◆ **What the task asks**
List every geographic place named in the essay about memory and the Big Boy statue, leaving out the university.

◆ **Selected text**
==================================================

I can only note that the past is beautiful because one never realizes an emotion at the time. It expands later, and thus we don’t have complete emotions about the present, only about the past.
Virginia Woolf
The phone rings. It is my mom, on the road home from a trip to visit the alma mater we share, Michigan State University. She is laughing, so delighted with herself she has to stop and call me.
On the long drive back from Michigan to New York, she and my dad stopped at a Bob’s Big Boy restaurant. Big Boys are an icon of my childhood, as they are for many of us of a certain age from the Midwest. Before there were McDonald’s restaurants, there were Big Boys. And before there was Ronald McDonald, there was the actual Big Boy in front of the restaurant. That huge grinning statue thrilled my young heart every time I saw it.
After lunch, my dad lingered in the restaurant. My mom explained that as she walked back to the car, she was flooded with memories of me when I was two or three years old. I was too young to remember this, but I would always insist that before we went in the restaurant she lift me up, so that I could tickle under Big Boy’s arms. I thought I was the one keeping a smile on his face as my mom and I said “Tickle tickle!” over and over again. So my mom walked back to the statue, gave Big Boy a quick tickle tickle under his arms, and then called me to reminisce. It’s one of the privileges of being 80 years old — you can go anywhere and do almost anything, and no one bats an eye.
Memory is a tricky and beautiful thing. I think memories are one reason almost everyone is delighted by babies. There are so many memories for any of us, wrapped up in one little bundle — the babies we’ve loved who are now grown, the potential for babies we hope to see one day. And we hold memories for babies before they can hold their own. That’s why when a parent passes away, we lose a piece of ourselves we can never retrieve.

==================================================

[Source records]
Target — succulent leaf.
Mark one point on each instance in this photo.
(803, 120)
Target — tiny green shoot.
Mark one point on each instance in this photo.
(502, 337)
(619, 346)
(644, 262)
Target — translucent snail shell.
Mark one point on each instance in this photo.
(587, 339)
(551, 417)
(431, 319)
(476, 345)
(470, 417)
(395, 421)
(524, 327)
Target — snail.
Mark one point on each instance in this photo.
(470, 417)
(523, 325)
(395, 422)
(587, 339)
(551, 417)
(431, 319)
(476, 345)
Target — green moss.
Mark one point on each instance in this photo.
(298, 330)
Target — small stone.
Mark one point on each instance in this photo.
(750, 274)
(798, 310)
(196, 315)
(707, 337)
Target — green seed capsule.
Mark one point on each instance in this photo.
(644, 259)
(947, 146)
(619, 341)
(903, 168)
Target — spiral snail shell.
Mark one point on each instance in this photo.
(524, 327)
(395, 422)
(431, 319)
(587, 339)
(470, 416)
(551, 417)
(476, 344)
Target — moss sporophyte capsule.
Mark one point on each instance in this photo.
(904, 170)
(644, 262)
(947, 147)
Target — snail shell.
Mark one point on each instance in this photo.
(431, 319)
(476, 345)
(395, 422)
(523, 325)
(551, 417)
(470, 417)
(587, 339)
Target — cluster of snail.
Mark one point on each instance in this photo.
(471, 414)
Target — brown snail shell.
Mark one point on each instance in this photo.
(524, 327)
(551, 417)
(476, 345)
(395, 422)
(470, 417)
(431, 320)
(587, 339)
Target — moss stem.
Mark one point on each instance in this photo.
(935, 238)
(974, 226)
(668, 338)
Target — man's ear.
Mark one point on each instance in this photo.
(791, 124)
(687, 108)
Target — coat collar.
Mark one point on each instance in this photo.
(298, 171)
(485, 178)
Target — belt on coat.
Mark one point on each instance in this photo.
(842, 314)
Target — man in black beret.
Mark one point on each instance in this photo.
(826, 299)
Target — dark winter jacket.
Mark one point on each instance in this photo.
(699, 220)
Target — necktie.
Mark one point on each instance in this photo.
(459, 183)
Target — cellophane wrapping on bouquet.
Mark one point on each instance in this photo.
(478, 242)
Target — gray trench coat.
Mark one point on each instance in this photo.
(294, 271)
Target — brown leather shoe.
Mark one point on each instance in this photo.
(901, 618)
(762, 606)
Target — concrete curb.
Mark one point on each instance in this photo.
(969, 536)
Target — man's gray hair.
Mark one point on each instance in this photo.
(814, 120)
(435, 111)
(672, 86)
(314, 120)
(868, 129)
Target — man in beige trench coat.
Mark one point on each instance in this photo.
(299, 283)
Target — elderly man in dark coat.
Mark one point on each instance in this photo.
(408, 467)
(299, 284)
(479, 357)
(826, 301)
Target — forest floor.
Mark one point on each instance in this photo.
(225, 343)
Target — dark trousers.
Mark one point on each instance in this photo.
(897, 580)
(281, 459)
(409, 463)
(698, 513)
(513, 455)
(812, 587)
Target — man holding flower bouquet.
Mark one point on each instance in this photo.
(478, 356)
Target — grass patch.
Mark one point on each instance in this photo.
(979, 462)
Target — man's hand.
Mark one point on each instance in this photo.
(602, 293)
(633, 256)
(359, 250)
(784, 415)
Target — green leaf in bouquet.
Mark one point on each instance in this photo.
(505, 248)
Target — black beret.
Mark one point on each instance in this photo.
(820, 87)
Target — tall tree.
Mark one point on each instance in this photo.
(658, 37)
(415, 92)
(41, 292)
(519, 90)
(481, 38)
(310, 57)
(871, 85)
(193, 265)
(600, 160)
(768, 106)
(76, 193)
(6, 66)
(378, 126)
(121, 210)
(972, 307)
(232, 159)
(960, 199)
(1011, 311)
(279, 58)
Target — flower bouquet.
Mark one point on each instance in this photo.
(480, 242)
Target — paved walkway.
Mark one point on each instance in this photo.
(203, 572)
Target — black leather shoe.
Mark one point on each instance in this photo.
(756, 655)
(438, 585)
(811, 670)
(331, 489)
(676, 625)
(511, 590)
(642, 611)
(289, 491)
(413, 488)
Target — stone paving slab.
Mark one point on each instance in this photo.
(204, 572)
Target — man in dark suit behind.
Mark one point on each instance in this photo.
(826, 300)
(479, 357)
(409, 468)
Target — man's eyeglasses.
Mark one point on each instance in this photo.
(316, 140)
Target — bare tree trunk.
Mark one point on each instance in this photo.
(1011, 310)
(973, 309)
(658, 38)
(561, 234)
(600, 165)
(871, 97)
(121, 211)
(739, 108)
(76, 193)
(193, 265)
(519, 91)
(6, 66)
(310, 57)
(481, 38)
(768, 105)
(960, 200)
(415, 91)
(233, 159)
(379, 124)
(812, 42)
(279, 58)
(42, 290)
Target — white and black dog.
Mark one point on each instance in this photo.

==================================================

◆ **Solution**
Michigan, New York, the Midwest